Problem to solve.
Swap "keypoint" for "marker" in the lines running from the one that contains "Reviewer note: every instance of the parked" through the end of the records, both ends included. Reproduce only those lines, with every other word unchanged.

++++ Supplied information ++++

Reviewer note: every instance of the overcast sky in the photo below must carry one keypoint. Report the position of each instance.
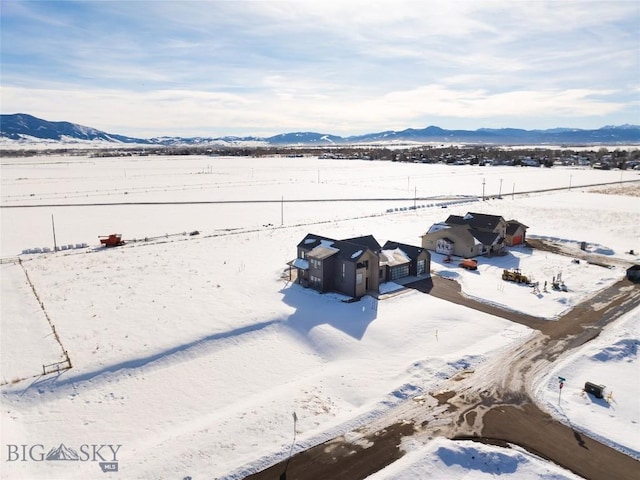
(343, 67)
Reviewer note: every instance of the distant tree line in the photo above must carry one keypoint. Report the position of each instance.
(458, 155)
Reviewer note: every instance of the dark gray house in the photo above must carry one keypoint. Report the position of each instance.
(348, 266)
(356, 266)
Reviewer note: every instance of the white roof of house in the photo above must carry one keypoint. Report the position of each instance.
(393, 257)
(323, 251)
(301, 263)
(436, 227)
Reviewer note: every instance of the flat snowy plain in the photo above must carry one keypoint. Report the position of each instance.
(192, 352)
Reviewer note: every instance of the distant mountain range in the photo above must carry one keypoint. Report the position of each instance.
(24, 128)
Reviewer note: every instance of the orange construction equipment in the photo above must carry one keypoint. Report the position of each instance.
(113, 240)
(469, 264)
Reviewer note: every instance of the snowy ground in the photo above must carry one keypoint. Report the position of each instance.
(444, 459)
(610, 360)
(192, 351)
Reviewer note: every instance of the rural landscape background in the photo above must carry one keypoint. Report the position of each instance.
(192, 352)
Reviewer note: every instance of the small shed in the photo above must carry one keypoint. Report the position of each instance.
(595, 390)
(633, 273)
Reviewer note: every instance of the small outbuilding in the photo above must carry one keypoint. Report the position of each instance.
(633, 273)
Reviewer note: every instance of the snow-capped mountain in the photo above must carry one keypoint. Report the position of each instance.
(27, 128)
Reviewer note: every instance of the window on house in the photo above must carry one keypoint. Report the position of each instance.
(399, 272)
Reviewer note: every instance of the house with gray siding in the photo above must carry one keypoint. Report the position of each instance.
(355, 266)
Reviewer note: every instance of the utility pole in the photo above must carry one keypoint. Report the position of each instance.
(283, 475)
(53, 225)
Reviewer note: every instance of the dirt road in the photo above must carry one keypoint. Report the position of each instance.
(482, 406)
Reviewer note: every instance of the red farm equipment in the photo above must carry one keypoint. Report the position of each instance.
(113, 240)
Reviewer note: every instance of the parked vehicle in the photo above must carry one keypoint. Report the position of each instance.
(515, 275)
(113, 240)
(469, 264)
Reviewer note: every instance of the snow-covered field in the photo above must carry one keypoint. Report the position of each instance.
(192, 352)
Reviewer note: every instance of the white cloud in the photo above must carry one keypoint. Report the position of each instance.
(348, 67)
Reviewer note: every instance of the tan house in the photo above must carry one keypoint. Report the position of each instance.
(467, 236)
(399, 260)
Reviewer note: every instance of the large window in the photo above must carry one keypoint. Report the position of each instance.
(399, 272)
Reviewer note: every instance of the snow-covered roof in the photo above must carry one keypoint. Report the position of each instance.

++++

Task response.
Reviewer note: every instance of the parked vehicle in the photo above must carry one marker. Report the position of each instance.
(515, 275)
(113, 240)
(469, 264)
Reviewer note: every instance of the snow-covered field in the photo above must carry one marker. Report the position of each instance.
(192, 352)
Reviewer note: every instance of the white cloud in the photo above must carry one marker. Report the position of each instance.
(348, 67)
Reviewer note: every instance of the tan house in the photo above must carry one marker. Report the position of each instance.
(467, 236)
(399, 260)
Reviewer note: every instance of the large window in the photo above must carry one marker. Report the position of each instance.
(399, 272)
Reviewer note: every instance of the snow-covered roof in the photo above must carry one marker. Report the position of each instance.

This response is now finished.